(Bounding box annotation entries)
>>>>>

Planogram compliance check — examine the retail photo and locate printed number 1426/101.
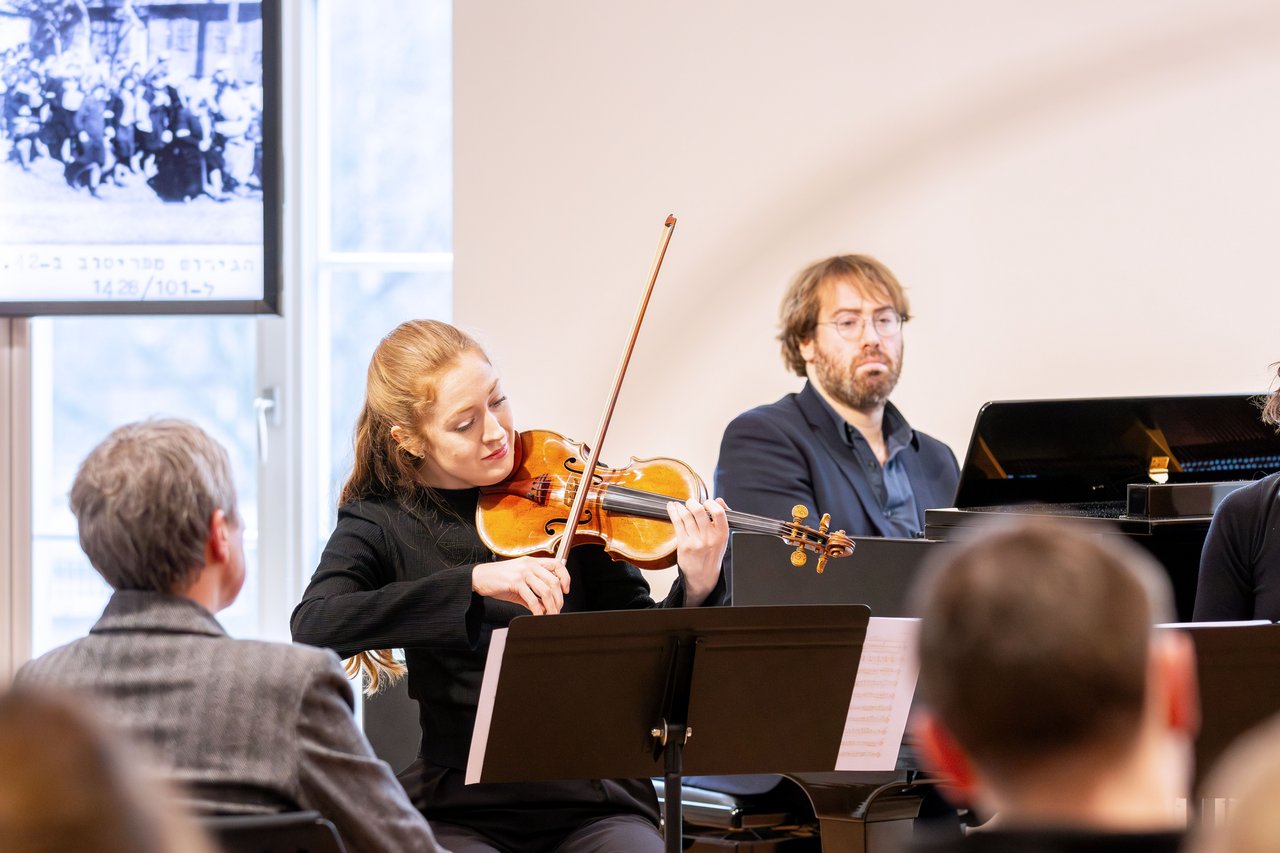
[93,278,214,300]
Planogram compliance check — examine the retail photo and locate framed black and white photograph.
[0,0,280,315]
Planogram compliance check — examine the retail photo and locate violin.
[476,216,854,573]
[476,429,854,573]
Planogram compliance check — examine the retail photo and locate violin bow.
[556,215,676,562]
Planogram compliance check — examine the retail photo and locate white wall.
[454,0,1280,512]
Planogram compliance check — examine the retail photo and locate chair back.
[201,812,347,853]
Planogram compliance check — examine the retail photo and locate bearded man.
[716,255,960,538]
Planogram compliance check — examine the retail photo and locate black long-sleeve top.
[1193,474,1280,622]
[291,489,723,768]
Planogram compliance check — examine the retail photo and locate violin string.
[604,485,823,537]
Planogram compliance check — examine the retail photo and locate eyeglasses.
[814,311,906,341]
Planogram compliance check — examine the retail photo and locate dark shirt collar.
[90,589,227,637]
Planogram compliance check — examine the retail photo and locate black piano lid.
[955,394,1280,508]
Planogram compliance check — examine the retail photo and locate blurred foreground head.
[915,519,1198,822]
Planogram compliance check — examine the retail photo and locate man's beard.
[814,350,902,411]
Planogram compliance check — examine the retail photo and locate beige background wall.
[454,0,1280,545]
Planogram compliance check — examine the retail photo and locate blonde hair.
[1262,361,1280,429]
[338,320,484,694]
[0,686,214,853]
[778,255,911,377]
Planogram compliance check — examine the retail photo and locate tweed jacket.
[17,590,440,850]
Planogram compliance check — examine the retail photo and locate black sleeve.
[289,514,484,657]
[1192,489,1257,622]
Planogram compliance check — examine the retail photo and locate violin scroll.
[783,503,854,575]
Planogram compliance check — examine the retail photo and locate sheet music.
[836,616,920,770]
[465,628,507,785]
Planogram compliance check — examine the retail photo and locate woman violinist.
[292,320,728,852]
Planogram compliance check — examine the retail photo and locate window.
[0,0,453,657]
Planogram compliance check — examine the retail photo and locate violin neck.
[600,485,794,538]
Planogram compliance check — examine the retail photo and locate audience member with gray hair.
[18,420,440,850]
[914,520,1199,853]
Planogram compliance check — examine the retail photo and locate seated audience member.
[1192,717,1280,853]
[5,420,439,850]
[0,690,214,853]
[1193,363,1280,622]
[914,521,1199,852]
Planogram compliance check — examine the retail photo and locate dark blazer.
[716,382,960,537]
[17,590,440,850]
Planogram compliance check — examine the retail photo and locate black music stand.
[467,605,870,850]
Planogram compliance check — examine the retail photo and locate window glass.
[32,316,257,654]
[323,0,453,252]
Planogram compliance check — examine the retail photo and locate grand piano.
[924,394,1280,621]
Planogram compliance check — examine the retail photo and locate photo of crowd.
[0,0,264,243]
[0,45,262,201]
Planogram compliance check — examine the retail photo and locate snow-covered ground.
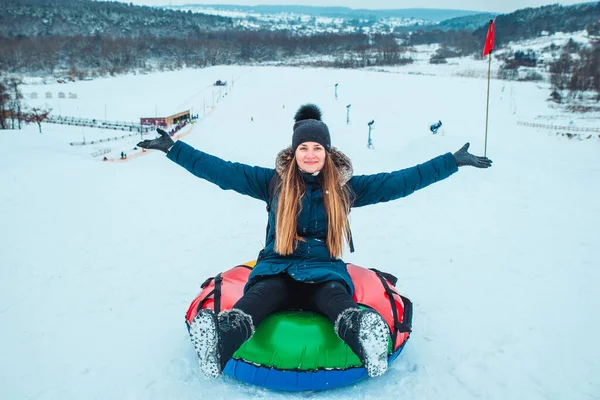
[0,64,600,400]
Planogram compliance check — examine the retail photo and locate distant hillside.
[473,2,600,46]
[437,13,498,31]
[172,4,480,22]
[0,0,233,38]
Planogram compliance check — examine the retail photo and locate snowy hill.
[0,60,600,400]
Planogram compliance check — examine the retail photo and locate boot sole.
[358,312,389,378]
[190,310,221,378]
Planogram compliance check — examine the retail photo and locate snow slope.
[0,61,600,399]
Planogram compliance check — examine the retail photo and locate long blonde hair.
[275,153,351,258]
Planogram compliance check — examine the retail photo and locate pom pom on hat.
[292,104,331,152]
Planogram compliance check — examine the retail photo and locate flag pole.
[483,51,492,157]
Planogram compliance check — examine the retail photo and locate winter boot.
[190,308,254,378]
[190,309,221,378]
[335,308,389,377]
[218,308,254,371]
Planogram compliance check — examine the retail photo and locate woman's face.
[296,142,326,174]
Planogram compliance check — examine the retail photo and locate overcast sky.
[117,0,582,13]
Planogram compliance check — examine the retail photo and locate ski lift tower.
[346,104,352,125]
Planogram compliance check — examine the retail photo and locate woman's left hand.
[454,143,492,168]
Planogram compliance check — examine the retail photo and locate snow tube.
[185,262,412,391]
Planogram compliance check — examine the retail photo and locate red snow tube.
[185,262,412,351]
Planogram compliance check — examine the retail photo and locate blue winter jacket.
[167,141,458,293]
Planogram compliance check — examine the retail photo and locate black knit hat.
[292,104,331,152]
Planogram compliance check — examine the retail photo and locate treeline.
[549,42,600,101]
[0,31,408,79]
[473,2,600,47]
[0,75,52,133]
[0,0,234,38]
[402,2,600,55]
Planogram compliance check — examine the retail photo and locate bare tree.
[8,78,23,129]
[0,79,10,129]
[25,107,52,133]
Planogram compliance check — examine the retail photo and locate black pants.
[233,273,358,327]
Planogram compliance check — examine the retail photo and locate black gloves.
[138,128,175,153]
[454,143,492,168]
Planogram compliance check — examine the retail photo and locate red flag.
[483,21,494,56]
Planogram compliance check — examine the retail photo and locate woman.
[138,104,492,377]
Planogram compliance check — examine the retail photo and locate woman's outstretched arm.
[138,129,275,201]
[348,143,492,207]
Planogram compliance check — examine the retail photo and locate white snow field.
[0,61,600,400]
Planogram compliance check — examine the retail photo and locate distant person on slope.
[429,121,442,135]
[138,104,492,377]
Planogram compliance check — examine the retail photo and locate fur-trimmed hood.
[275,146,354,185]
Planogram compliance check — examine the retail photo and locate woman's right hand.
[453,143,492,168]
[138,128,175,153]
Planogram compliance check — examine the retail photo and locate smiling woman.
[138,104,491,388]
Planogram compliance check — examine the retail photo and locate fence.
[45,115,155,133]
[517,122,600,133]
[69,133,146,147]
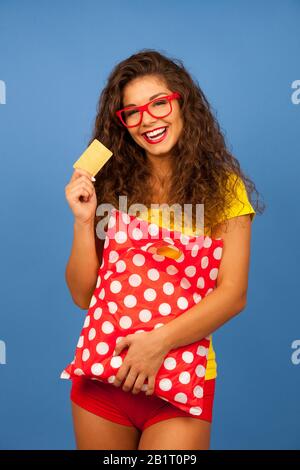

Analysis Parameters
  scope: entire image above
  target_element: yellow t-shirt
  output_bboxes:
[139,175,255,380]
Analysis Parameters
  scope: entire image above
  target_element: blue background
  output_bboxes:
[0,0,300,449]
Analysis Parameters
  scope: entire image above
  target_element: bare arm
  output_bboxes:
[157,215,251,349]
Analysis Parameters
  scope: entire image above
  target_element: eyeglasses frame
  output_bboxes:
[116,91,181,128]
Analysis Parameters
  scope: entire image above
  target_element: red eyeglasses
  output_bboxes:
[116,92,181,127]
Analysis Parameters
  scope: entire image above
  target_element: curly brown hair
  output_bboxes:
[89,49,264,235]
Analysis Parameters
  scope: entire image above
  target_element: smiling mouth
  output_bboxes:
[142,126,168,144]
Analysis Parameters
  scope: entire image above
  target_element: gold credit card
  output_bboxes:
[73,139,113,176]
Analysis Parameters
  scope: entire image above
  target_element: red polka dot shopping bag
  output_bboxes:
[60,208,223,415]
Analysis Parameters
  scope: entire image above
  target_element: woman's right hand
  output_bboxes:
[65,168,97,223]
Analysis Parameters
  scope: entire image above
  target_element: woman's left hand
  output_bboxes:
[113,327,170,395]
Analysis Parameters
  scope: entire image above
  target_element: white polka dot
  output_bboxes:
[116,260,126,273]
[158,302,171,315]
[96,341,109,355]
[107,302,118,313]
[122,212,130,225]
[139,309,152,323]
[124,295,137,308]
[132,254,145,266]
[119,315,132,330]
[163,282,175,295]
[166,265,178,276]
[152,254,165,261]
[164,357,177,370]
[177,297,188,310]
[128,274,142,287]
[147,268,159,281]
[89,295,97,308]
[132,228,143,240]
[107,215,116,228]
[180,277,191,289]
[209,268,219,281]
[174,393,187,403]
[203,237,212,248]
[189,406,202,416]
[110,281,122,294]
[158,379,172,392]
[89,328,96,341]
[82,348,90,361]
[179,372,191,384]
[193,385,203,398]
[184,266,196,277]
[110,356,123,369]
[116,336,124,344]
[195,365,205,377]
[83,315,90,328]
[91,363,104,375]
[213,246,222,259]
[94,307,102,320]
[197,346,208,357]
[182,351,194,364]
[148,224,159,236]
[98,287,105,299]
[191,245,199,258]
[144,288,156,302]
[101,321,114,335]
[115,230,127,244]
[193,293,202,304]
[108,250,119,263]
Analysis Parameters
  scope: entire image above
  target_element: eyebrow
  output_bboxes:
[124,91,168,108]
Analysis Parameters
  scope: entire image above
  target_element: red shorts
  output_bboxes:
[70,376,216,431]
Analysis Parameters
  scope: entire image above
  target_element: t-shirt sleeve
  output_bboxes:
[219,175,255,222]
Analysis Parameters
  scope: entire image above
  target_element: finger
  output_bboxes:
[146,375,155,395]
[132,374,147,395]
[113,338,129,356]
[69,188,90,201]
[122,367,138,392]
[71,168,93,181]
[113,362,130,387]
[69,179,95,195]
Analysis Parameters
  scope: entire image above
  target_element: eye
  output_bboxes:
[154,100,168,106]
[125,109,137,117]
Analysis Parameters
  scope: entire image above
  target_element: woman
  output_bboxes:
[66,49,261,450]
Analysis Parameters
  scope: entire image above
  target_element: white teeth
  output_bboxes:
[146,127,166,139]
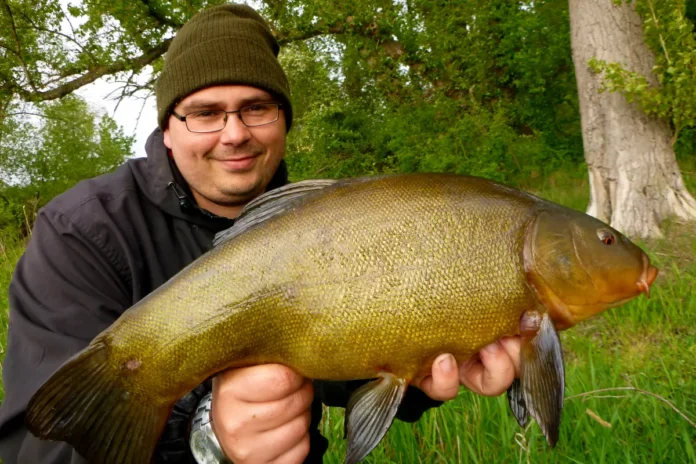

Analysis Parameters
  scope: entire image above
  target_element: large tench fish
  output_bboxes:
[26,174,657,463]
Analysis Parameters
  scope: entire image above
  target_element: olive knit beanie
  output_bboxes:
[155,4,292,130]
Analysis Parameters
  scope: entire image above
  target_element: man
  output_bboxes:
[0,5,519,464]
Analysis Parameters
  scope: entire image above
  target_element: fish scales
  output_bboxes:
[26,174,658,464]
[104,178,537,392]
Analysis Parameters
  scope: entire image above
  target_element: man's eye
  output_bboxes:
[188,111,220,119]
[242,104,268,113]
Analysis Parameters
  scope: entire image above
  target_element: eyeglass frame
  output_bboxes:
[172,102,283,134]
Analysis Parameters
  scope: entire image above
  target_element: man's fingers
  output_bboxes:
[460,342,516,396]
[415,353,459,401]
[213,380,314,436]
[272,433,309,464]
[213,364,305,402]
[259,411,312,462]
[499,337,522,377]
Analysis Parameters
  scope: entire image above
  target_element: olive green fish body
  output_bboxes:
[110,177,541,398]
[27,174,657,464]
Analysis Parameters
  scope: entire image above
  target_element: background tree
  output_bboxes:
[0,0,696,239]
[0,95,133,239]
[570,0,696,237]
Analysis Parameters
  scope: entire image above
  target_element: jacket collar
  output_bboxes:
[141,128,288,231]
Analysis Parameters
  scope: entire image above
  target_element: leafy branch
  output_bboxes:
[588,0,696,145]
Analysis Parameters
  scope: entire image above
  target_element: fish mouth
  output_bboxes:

<<<<<

> _DIRECTIVE_
Return the lines of the listing exactly, starting at the line containing "locate snow tube." and ending at the line containing "[25,107,52,133]", both included.

> _RESPONSE TO THE EXERCISE_
Planogram compliance check — examine the retail photo and locate snow tube.
[185,262,412,391]
Planogram compliance check — examine the retail photo and locate red snow tube.
[185,262,412,351]
Planogram compliance check — examine the retail photo and locate blue winter jacket.
[167,141,458,293]
Planogram compliance check — examine the retail photo and locate black knit hat.
[292,104,331,152]
Planogram compliance check — examine the retail photo and locate treeline.
[549,42,600,101]
[0,31,408,79]
[473,2,600,47]
[0,75,52,133]
[0,0,234,38]
[402,2,600,55]
Planogram compliance check — examine the retail photo and locate bare tree.
[8,78,23,129]
[0,79,10,129]
[25,107,52,133]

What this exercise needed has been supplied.